*INSTRUCTIONS TO FOLLOW:* In the page text on sorting algorithm visualizations, which tool combines the images and audio into the final video?

*PAGE TEXT:*
# # # #

Sorting Algorithm Visualizations
Considering that this project utilized Java, C++, Python, and JavaScript, I really ought to have put it in all of the categories on my site.
In the course of my study, I was treated to a brief overview of a few sorting algorithms. The unit covered insertion sort, selection sort, quick sort, and merge sort. I have a rather unfortunate history of having trouble with sorting algorithms; the ones that I wanted to implement the most were always the ones that were just beyond my grasp.
The best way to fully understand a sorting algorithm is, of course, to implement it yourself. As I also needed practice in Java, I thought it might be prudent to attempt to do so. The project quickly morphed into visualizing sorting algorithms, which finds itself right at home on my portfolio.
The sorting algorithms are implemented as static public members of a sorting class, where each algorithm receives as input only a LoggedArray. LoggedArray is a composition of ArrayList
A Python script takes the textual description and recreates the operations. It then uses the PIL and wave libraries to produce images and audio which can all be combined into the final video, which I use FFmpeg for. Below is the final video of all 14 algorithms.
The audio can get a bit high-pitched, headphone users beware!
Tournament Sort
Of all the algorithms, only two really stood out to me. The first was tournament sort (worse heap sort) and the second was smooth sort (better heap sort). Beginning with the duller of the two, tournament sort requires twice as much memory as the initial array occupies, although I'm sure that could be cut in half. As I was not strapped for RAM, I opted to actually round the list's size up to the nearest power of two and double that. This significantly reduces the amount of bookkeeping necessary.
The auxiliary array is essentially storing many successive rounds of what we might call a single-elimination tournament. The right half stores the top 50% of the original array. The right half of the remainder stores the top 25%, then the top 12.5%, and so on. The construction of this array is, of course, closely analogous to heapify(). The "champion" is then extracted from the left and we perform siftDown() findNewChampion() by observing the contenders for the top spot. We recursively call findNewChampion() on the old champion's place in this round of the tournament, replacing all log(n) instances of the champion in the auxiliary array with the next best element. The last instance is set to negative infinity (or 0 in my case, as my implementation sorts natural numbers).
The contender who previously lost is copied to the left-most spot and in the next round it is replaced, just like heap sort.

# # # #

*SUPPLIED MATERIAL:*
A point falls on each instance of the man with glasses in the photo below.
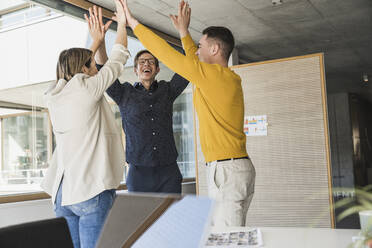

# # # #

*ANSWER TO THE TASK:* FFmpeg